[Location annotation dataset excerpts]
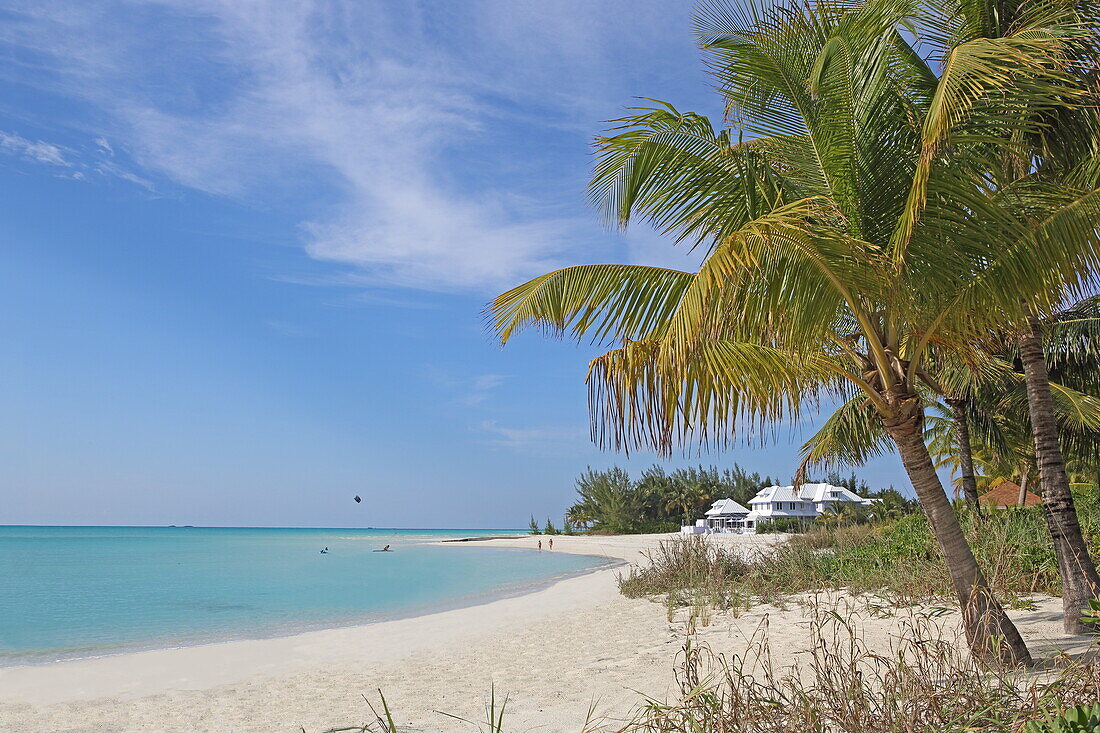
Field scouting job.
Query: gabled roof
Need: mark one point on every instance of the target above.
(807, 492)
(769, 494)
(726, 506)
(1008, 494)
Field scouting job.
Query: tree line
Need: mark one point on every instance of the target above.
(902, 212)
(661, 501)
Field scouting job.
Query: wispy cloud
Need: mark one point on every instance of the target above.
(417, 155)
(540, 438)
(70, 163)
(469, 391)
(36, 150)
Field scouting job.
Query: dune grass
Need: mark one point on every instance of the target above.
(925, 684)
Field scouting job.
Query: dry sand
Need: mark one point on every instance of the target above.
(553, 652)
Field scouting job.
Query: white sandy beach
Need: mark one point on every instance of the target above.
(553, 653)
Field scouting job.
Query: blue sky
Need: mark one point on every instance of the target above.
(248, 244)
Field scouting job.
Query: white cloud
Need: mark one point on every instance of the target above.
(365, 117)
(39, 151)
(541, 438)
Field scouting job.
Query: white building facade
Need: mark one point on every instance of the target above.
(806, 502)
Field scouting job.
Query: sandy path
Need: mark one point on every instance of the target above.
(553, 652)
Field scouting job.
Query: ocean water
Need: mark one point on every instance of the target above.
(70, 592)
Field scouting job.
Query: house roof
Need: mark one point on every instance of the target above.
(726, 506)
(807, 492)
(1008, 494)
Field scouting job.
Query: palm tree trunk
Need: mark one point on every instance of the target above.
(1079, 580)
(991, 634)
(966, 455)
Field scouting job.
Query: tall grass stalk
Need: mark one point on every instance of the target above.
(926, 682)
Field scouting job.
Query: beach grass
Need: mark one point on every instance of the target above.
(926, 682)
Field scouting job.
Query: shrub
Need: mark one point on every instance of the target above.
(927, 684)
(899, 558)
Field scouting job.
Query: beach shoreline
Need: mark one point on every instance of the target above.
(554, 652)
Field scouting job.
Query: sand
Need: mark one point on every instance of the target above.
(554, 653)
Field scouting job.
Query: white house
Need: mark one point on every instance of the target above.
(806, 502)
(725, 515)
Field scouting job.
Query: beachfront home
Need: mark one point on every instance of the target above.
(725, 515)
(806, 502)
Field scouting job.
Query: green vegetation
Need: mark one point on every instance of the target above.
(658, 501)
(908, 187)
(895, 558)
(1076, 720)
(927, 685)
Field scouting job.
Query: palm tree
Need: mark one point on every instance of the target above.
(684, 499)
(1079, 579)
(846, 241)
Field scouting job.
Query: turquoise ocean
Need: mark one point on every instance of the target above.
(73, 592)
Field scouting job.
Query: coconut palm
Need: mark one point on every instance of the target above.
(848, 236)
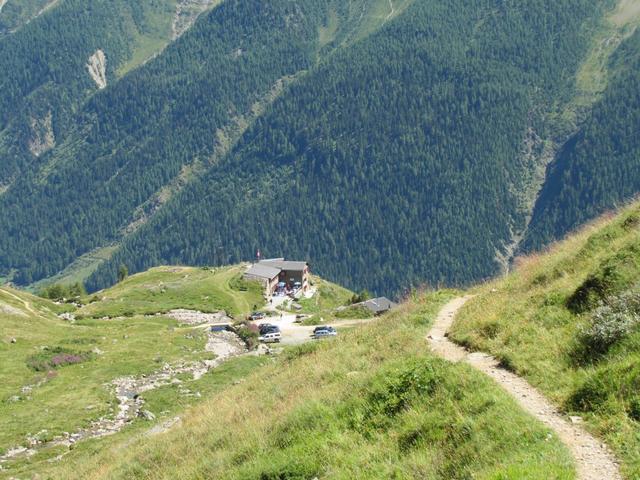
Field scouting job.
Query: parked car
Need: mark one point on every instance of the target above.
(267, 328)
(221, 328)
(323, 327)
(324, 333)
(272, 337)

[DIRECTION] Repeat the records above exactly, omitting every picture.

[RESPONSE TO THIS TASK]
Field scouting job.
Query: gabled roof
Need: mark one point on every instance of the target above.
(807, 492)
(769, 494)
(726, 506)
(1008, 494)
Field scouting job.
Query: tree line
Need: mark one point on every instance of the target above.
(902, 212)
(661, 501)
Field scouting job.
Query: wispy cloud
Need: mark one point on every instance of the target above.
(417, 155)
(540, 438)
(70, 163)
(469, 391)
(36, 150)
Field scouting job.
Query: dune grass
Need: mark one point on every instance of the target above.
(925, 684)
Field scouting job.
Query: dry sand
Need: mark one point on every instance of the target above.
(553, 652)
Field scouting job.
Query: white sandy beach
Need: mark one point on every instance of the target above.
(553, 653)
Field scouting job.
Query: blue sky
Need: mark one point on every instance of the target above.
(248, 244)
Field scouting job.
Query: white cloud
Need: mark one point on every instance of the target above.
(365, 117)
(39, 151)
(541, 438)
Field scouting job.
Query: white building facade
Need: mark one point on every instance of the target above.
(806, 502)
Field scouting job.
Query: sandy path
Need: mark one point on every instance of the target above.
(553, 652)
Field scouting job.
Query: ocean water
Need: mark one point on every instance of the target above.
(70, 592)
Field scouting job.
Query: house roof
Need: mark one point on every instance of the target above.
(726, 506)
(807, 492)
(1008, 494)
Field scouting job.
Query: palm tree trunk
Need: mark one point on every instance of the target above.
(1079, 580)
(991, 634)
(966, 455)
Field scouting job.
Query: tall grass stalk
Need: mark one point on every instance of the target above.
(926, 682)
Field scouting job.
Query: beach grass
Need: mark one point on every instance of the target above.
(926, 682)
Field scouting job.
Query: shrub
Need: mark one point on every instance of the target above.
(927, 684)
(899, 558)
Field scouting job.
Query: beach shoreline
Need: mark one point on every instance of the target above.
(554, 652)
Field scouting job.
Query: sand
Need: mark one point on every instance of the target above.
(554, 653)
Field scouting job.
Query: white house
Need: mark one point on every instance of the target above.
(806, 502)
(725, 515)
Field scouting job.
Query: beachfront home
Need: mark one point on every instance of the target above.
(725, 515)
(806, 502)
Field scouting job.
Query: green vegetation
Need: mark one point on every instance of the target above.
(658, 501)
(908, 187)
(895, 558)
(1076, 720)
(927, 685)
Field scouting job.
Query: palm tree
Need: mark one point on every instance of the target above.
(684, 499)
(1079, 579)
(846, 241)
Field scouting job.
Query: turquoise ocean
Need: mark one point on every instance of the target above.
(73, 592)
Field scouting job.
Query: coconut palm
Need: mark one point on every instance of the target above.
(848, 236)
Field scouting job.
Query: parked car
Need: mark one point on every instance of the target above.
(267, 328)
(221, 328)
(323, 327)
(324, 333)
(272, 337)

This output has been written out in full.